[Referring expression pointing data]
*-*-*
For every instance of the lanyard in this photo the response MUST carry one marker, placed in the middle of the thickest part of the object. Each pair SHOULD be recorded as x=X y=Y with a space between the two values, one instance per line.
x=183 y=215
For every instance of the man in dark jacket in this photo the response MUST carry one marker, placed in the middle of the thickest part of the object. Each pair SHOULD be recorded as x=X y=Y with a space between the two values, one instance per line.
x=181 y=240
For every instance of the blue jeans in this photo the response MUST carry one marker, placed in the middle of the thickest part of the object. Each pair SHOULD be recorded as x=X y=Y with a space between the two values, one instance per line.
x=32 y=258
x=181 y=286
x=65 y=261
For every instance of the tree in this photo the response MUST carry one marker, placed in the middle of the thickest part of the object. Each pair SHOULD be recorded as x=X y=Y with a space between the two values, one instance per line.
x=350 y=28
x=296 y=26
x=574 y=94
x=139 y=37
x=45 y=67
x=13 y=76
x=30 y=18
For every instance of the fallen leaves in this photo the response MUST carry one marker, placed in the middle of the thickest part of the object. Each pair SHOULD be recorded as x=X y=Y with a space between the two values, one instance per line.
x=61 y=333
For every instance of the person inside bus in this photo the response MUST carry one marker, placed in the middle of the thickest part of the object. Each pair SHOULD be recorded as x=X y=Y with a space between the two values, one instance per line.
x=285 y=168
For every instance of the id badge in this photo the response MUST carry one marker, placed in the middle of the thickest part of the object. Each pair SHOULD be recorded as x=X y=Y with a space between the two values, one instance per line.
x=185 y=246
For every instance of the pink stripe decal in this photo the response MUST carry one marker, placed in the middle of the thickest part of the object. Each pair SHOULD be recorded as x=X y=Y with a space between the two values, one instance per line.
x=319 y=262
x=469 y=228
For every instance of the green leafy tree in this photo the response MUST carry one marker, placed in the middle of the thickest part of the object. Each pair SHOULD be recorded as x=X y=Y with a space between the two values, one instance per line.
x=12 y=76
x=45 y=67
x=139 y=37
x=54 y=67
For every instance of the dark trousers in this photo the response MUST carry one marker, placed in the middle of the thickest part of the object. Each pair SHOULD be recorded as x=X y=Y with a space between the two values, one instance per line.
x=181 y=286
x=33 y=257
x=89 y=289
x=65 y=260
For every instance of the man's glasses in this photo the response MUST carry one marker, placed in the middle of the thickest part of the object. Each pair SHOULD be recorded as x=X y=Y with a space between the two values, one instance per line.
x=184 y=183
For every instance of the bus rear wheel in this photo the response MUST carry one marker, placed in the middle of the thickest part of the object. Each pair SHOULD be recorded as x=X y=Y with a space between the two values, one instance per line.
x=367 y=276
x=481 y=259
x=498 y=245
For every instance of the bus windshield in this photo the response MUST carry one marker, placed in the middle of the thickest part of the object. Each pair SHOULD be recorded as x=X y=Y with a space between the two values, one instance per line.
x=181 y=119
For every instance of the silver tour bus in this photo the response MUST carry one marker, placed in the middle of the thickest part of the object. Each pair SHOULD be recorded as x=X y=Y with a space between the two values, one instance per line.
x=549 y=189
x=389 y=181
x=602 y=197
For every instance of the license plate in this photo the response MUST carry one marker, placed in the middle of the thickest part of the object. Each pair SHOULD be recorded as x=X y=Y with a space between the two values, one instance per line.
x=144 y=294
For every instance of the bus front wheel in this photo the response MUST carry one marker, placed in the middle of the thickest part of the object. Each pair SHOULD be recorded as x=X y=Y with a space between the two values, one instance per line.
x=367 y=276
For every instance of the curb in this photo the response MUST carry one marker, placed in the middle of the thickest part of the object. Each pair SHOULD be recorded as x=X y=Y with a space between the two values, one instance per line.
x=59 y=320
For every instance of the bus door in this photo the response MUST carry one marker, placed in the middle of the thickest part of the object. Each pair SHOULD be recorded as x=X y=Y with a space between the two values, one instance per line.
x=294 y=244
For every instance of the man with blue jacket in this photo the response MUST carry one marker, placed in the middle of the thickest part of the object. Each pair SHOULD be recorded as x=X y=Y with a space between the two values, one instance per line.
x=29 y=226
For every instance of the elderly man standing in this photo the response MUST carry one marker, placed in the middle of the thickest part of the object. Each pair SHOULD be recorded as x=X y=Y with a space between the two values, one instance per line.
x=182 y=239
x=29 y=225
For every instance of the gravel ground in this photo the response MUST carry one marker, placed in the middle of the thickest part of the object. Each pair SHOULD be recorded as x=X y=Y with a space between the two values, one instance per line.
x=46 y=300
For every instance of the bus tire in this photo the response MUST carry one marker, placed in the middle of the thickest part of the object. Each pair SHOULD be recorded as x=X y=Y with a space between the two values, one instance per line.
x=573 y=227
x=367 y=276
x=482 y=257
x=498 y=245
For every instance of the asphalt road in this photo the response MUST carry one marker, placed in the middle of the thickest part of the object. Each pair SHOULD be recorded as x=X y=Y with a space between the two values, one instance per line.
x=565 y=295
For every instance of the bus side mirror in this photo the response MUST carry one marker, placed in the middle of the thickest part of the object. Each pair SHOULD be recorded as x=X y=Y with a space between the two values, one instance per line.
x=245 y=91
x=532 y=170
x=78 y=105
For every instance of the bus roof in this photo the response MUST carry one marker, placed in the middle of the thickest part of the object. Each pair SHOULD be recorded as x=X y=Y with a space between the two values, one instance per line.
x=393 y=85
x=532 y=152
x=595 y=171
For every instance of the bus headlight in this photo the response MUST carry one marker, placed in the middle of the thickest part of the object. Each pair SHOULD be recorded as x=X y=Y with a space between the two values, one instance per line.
*-*-*
- _EXERCISE OBJECTIVE_
Send back each record exactly, and include them all.

- _TASK ANSWER_
For every instance of the lanyard in this photo the response MUST carry one marker, placed in the middle of the thickest part of the object. Each pair SHOULD be recorded as x=X y=Y with a space between the two values, one instance per line.
x=183 y=215
For every instance of the man in dark jacket in this photo the response MUST carry one marker, placed in the middle of the thickest part of the object. Each pair SHOULD be recorded as x=X y=Y with a space between the two values, one instance per line.
x=181 y=240
For every instance of the blue jeans in this photo the response MUST carry one marker, placed in the middle of the thickest part of the object. Each pair SHOULD be recorded as x=X y=Y with a space between the two values, one instance per line.
x=32 y=258
x=181 y=286
x=65 y=261
For every instance of the tree in this photo the response MUST carry one marker, placed in the middle of the thickest part of the object. Each pair SHOULD be recorded as x=X y=Y with a space between the two values, one instance per line.
x=350 y=28
x=296 y=26
x=574 y=94
x=139 y=37
x=45 y=67
x=13 y=76
x=30 y=18
For every instance of the fallen leaves in this photo the response MUST carry one marker, placed in the middle of the thickest part of the object. Each pair SHOULD be recorded as x=X y=Y with a space between the two values, one instance per line.
x=61 y=333
For every instance of the person inside bus in this photo the response MUST carry one marker, placed in the middle of the thickest part of the object. Each pair SHOULD be recorded as x=X y=Y with a space between the two values, one instance per line.
x=285 y=168
For every instance of the id badge in this photo the response MUST carry one marker, placed in the middle of the thickest part of the object. Each pair SHOULD be recorded as x=X y=Y with a space between the two values, one instance per line.
x=185 y=246
For every instance of the pink stripe decal in this photo the response MUST carry one marker, placed in the middle of the thickest part of the object. Each pair SHOULD be recorded as x=X y=Y with a space between the two values, one instance per line.
x=319 y=262
x=469 y=228
For every instance of the green leafy tree in this photo the response MUST carry one marker, placed in the middle of the thickest part of the object. Each pair SHOULD be recorded as x=X y=Y with a space between the two values, one instance per line.
x=12 y=76
x=45 y=67
x=139 y=37
x=54 y=67
For every instance of the dark trousers in this photo the response MUST carry one marker, placed in the middle of the thickest part of the object. Each pair SHOULD be recorded as x=X y=Y with a space between the two values, one instance per line.
x=181 y=286
x=33 y=257
x=89 y=289
x=65 y=260
For every instance of the man's glasses in this photo the response MUST carry one marker, placed in the middle of the thickest part of the object. Each pair SHOULD be recorded as x=X y=Y with a space between the two values, one instance per line.
x=184 y=183
For every instance of the bus rear wheel in this photo the response MUST carry one marker, placed in the middle of the thickest part of the object. Each pair SHOULD be recorded as x=X y=Y with a space between the two values, one instance per line.
x=367 y=276
x=481 y=259
x=498 y=245
For every instance of the bus windshield in this photo the response MUST carry one marker, placed in the middle of the thickest part of the object. Each pair SHOULD be recorded as x=X y=Y with a space between the two values, one instance per line.
x=181 y=119
For every instance of the silver tour bus in this photo the response MUST carry one marker, placed in the middle of the thickest part of the object. Each pair SHOULD be recorded as x=X y=Y with a space between the two values, one instance per line.
x=549 y=189
x=389 y=181
x=602 y=197
For every instance of the license plate in this photo the response MUST carry one marker, placed in the middle of the thickest part of the object. Each pair SHOULD be recorded as x=X y=Y with a space between the two values, one instance per line.
x=144 y=294
For every instance of the bus front wheel in this photo the response MUST carry one marker, placed in the middle of the thickest part of the object. Each pair SHOULD be recorded as x=X y=Y with a space between the two values, one instance per line.
x=367 y=276
For every instance of the curb in this photo the response MUST carry one marker, placed in the middle of the thickest part of the object. Each pair SHOULD be recorded as x=X y=Y with a space between the two values, one instance per line.
x=59 y=320
For every instance of the bus door in this photo the response MUST carry one marker, placed in the middle of the thickest part of the object. Each pair SHOULD be recorded as x=X y=Y with a space between the two values, one instance per line.
x=294 y=244
For every instance of the man with blue jacket in this photo the response MUST carry one marker, placed in the middle of the thickest part of the object. Each pair SHOULD be recorded as x=X y=Y with a space between the two values, one instance per line.
x=29 y=226
For every instance of the elderly man standing in this photo the response MUST carry one marker, placed in the middle of the thickest part of the object. Each pair SHOULD be recorded as x=X y=Y with a space between the two values, one instance per line.
x=182 y=239
x=29 y=225
For every instance of the gravel ground in this photo the response MUST carry one marker, placed in the middle of the thickest part of the object. Each pair SHOULD be recorded as x=X y=Y with a space between the two values, one instance per line.
x=46 y=300
For every instance of the bus tire in this photo the response MUST carry one marker, placed in the middle of the thickest part of the object. Each pair SHOULD be recorded as x=X y=Y with a space between the two values, one instance per line.
x=573 y=227
x=367 y=276
x=482 y=257
x=498 y=245
For every instance of the asphalt road in this photo the response MUST carry one marker, placed in the middle of the thickest part of the object. Each pair SHOULD be recorded as x=X y=Y with a space between the two values, one instance per line.
x=565 y=295
For every instance of the bus side mirror in this photo the response MUST carry one marker, placed in the middle of the thickest part of the object. Each pair SHOULD be recorded as x=X y=Y with a space between the two values, one instance per line.
x=245 y=91
x=532 y=170
x=78 y=105
For every instance of the bus roof in this photo the response MUST carry one marker, placed in the middle of the thickest part of the object. Each pair SHOULD be recorded as x=X y=Y with a space between the two values, one instance per line.
x=393 y=85
x=532 y=152
x=595 y=171
For every instance of the bus headlight in this photo the response MUST carry one marker, placed in the middle of the thickest part of the object. Each pair SHOULD be recorded as x=X y=Y with a space between the two values, one instance per line.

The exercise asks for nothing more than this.